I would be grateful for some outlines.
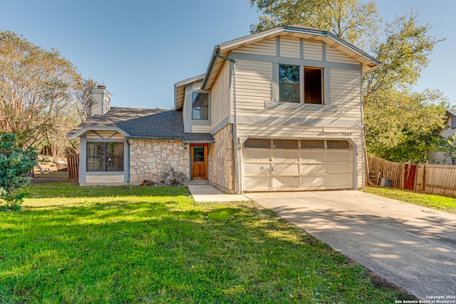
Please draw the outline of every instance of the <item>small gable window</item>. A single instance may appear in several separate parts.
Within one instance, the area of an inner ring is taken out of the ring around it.
[[[87,171],[123,171],[123,142],[88,142]]]
[[[323,105],[323,68],[279,65],[280,102]],[[304,88],[301,96],[301,88]]]
[[[323,105],[323,69],[304,68],[304,103]]]
[[[192,119],[209,119],[209,94],[197,92],[193,93]]]
[[[279,65],[279,101],[299,103],[299,65]]]

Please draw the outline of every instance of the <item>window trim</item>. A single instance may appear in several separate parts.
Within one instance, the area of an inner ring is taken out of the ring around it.
[[[195,118],[194,117],[194,115],[193,115],[193,111],[194,111],[194,109],[195,109],[195,107],[193,105],[193,103],[194,103],[194,98],[195,98],[194,96],[195,96],[195,94],[206,94],[206,95],[207,96],[207,105],[202,106],[202,107],[198,107],[198,108],[207,108],[207,110],[206,112],[207,117],[206,118]],[[209,96],[209,94],[208,92],[204,92],[204,91],[193,91],[193,92],[192,92],[192,120],[209,120],[209,105],[210,103],[209,103],[209,98],[210,98],[210,96]]]
[[[103,155],[96,156],[89,154],[89,145],[90,144],[103,144]],[[122,144],[122,154],[108,155],[108,144]],[[125,172],[125,142],[118,141],[90,141],[87,142],[86,145],[86,172]],[[103,170],[90,170],[88,167],[88,159],[90,157],[100,157],[103,158]],[[121,157],[122,169],[121,170],[108,170],[108,158],[109,157]]]
[[[296,63],[284,63],[279,62],[273,65],[273,81],[276,82],[275,85],[273,85],[272,94],[274,102],[281,104],[295,104],[295,105],[317,105],[318,107],[331,105],[331,95],[329,92],[326,92],[326,88],[329,88],[330,83],[330,75],[331,71],[329,69],[314,65],[304,65],[302,62]],[[299,67],[299,102],[289,102],[281,101],[280,98],[280,85],[282,83],[280,81],[280,67],[281,65],[295,65]],[[275,67],[275,68],[274,68]],[[306,69],[315,69],[321,71],[321,103],[306,103],[306,93],[305,93],[305,70]],[[274,93],[275,92],[275,93]]]

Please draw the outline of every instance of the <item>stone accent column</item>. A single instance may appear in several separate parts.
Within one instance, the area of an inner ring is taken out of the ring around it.
[[[160,182],[174,175],[177,182],[190,179],[190,152],[180,140],[133,140],[130,145],[130,180]]]
[[[215,142],[209,149],[209,182],[224,192],[234,193],[233,126],[228,125],[212,135]]]

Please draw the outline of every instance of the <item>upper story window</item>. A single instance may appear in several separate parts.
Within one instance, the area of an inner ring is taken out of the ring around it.
[[[192,119],[209,119],[209,94],[207,93],[193,93],[192,101]]]
[[[279,65],[279,101],[299,103],[299,65]]]
[[[123,171],[123,142],[88,142],[87,171]]]
[[[304,103],[323,105],[323,69],[304,68]]]
[[[299,65],[279,65],[279,101],[323,105],[323,69]],[[304,76],[304,77],[302,77]],[[304,78],[304,80],[301,79]],[[304,86],[304,98],[301,86]]]

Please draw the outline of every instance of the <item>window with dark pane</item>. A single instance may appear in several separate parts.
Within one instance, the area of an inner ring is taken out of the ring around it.
[[[299,103],[299,65],[279,65],[279,101]]]
[[[123,142],[88,142],[87,171],[123,171]]]
[[[207,93],[194,93],[192,95],[192,119],[209,119],[209,94]]]
[[[323,69],[304,68],[304,103],[323,105]]]

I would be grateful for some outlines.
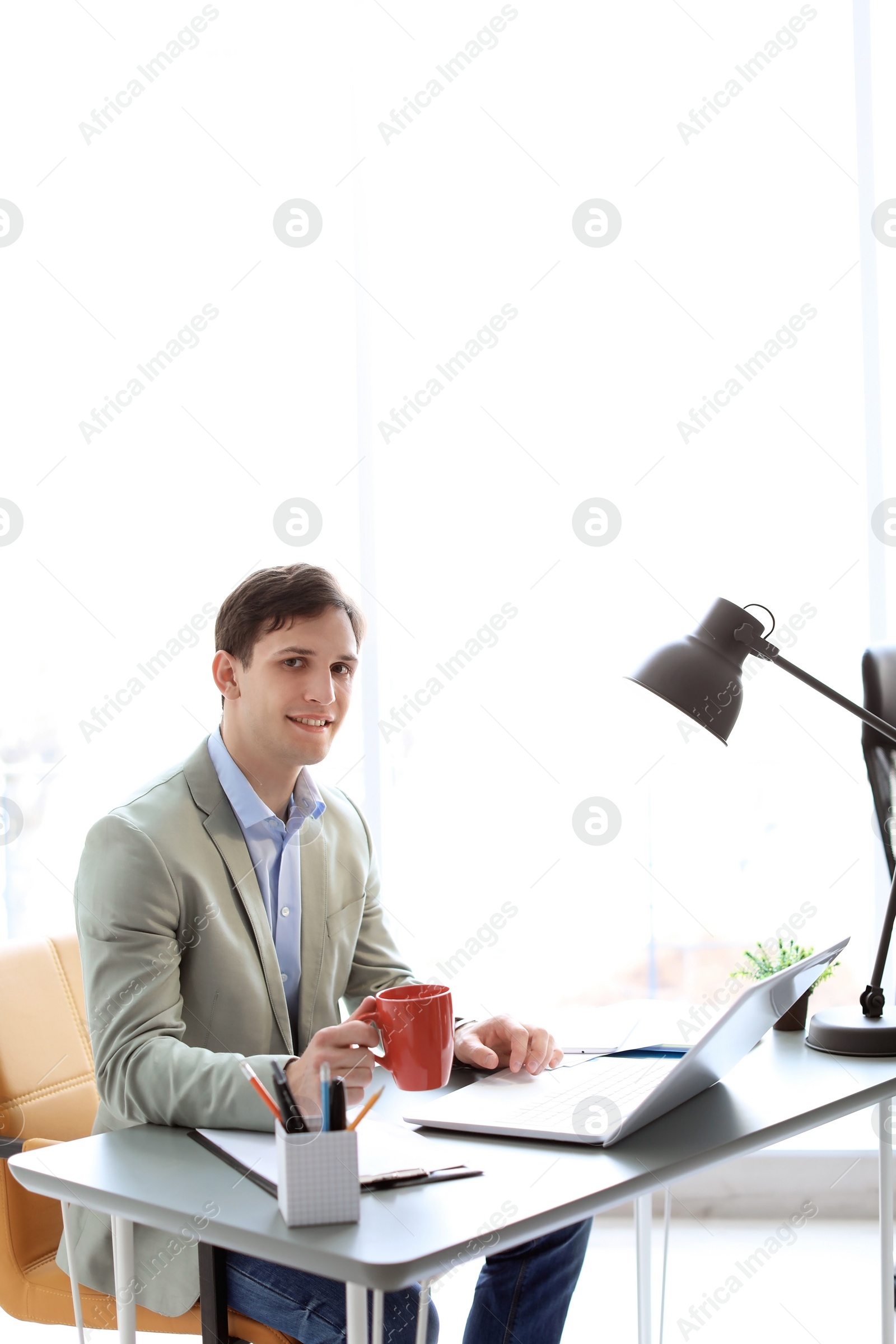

Instructions for the task » Please render every one of the rows above as a numbered list, one line per item, skipping blank lines. Leave the pictures out of the list.

Complete response »
1. I would be grateful for some outlines.
2. Please draw the outline of every instance of the <item>small gable window</item>. A single instance may appear in several separate parts.
3. Within one instance, the area of an inner ring is taken out of the ring around it.
4. [[[87,171],[123,171],[123,142],[88,142]]]
5. [[[323,105],[323,68],[279,65],[280,102]],[[304,88],[301,96],[301,88]]]
6. [[[323,105],[323,69],[304,68],[304,103]]]
7. [[[192,119],[209,119],[209,94],[197,92],[193,93]]]
8. [[[279,65],[279,101],[299,103],[299,65]]]
9. Please draw the outline of every instance of the <item>window trim</item>. A single instance may appear in several separate parts.
10. Within one instance, the area of an inner ring is taken out of the ring around it.
11. [[[195,118],[194,117],[194,115],[193,115],[193,111],[194,111],[194,109],[195,109],[195,107],[193,105],[193,103],[194,103],[194,98],[195,98],[194,96],[195,96],[195,94],[206,94],[206,95],[207,96],[207,105],[202,106],[202,107],[198,107],[198,108],[207,108],[207,110],[206,112],[207,117],[206,118]],[[209,96],[209,94],[208,92],[204,92],[204,91],[193,91],[193,92],[192,92],[192,120],[209,120],[209,105],[210,103],[209,103],[209,98],[210,98],[210,96]]]
12. [[[103,155],[96,156],[89,154],[89,145],[90,144],[103,144]],[[122,144],[122,154],[108,155],[108,144]],[[125,172],[125,142],[118,141],[90,141],[87,142],[86,145],[86,172]],[[103,170],[90,170],[88,167],[88,159],[90,157],[100,157],[103,158]],[[121,157],[122,169],[121,170],[108,170],[108,158],[109,157]]]
13. [[[296,63],[284,63],[279,62],[273,65],[273,81],[276,82],[275,85],[273,85],[272,94],[274,102],[281,104],[295,104],[295,105],[317,105],[318,107],[331,105],[331,95],[329,92],[326,92],[326,88],[329,88],[330,83],[330,75],[331,71],[329,69],[314,65],[304,65],[302,62]],[[299,67],[299,102],[289,102],[281,101],[280,98],[280,85],[282,83],[280,81],[280,67],[281,65],[295,65]],[[275,67],[275,68],[274,68]],[[306,69],[315,69],[321,71],[321,103],[306,103],[306,93],[305,93],[305,70]],[[274,93],[275,92],[275,93]]]
14. Please draw the outline of every instance of the <item>stone accent column</item>. A single instance may appear in several separate parts.
15. Within one instance, the area of an inner ring is taken out of the ring around it.
16. [[[160,182],[174,175],[177,182],[190,179],[190,152],[180,140],[133,140],[130,145],[130,180]]]
17. [[[215,142],[209,149],[209,182],[224,192],[234,193],[233,126],[228,125],[212,135]]]
18. Please draw the outline of every instance of the <item>upper story window</item>. A single instance may appear in several separate parts.
19. Within one instance, the area of an inner ring is taken out of the ring around it.
20. [[[192,119],[209,119],[209,94],[207,93],[193,93],[192,101]]]
21. [[[279,65],[279,101],[299,103],[299,65]]]
22. [[[123,171],[123,142],[88,142],[87,171]]]
23. [[[304,103],[323,105],[323,69],[304,68]]]
24. [[[299,65],[279,65],[279,101],[323,105],[323,69]],[[304,76],[304,77],[302,77]],[[304,78],[304,80],[301,79]],[[304,86],[304,98],[301,86]]]
25. Please draw the outline of every instance of the <item>window with dark pane</item>. A single instance may appear in several separate parts.
26. Within one instance, the area of an inner ring is taken out of the ring around it.
27. [[[299,103],[299,65],[279,65],[279,101]]]
28. [[[123,142],[88,142],[87,171],[123,171]]]
29. [[[207,93],[194,93],[192,95],[192,119],[209,119],[209,94]]]
30. [[[323,69],[304,68],[304,103],[323,105]]]
31. I would be grateful for some outlines.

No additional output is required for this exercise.